▶ EXERCISE OBJECTIVE
Can you reproduce, unchanged, the stretch of the data below that opens with the line containing "of the flat-topped" and closes with the line containing "<point>236,158</point>", including both of those lines and nothing else?

Data entries:
——

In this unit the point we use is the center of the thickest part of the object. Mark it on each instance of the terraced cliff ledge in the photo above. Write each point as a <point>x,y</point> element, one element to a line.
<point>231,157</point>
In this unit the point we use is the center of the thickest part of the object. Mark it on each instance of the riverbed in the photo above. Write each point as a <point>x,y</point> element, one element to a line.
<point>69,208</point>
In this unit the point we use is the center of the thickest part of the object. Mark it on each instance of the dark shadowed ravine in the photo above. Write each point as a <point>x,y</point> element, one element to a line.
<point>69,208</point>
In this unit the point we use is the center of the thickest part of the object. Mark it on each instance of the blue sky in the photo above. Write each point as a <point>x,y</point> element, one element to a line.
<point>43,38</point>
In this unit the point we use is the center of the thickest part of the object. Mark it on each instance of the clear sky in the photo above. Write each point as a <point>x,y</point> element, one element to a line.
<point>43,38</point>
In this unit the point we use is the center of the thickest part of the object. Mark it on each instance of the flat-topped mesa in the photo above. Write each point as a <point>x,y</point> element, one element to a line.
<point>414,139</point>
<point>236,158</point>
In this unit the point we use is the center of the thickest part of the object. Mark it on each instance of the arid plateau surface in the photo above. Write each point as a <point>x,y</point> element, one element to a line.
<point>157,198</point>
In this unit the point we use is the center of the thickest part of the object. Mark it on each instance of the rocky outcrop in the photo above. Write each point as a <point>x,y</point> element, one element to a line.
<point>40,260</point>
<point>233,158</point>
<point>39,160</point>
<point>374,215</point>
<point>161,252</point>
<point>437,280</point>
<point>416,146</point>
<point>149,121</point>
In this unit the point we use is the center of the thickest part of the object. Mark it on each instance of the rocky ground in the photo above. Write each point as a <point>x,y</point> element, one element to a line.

——

▶ WRITTEN ANSWER
In this unit the point we use is the center of the thickest part of the object. Mark it on each instance of the flat-topped mesa in the photo above. Write each point as a <point>x,y</point> element, one element to a line.
<point>414,139</point>
<point>236,158</point>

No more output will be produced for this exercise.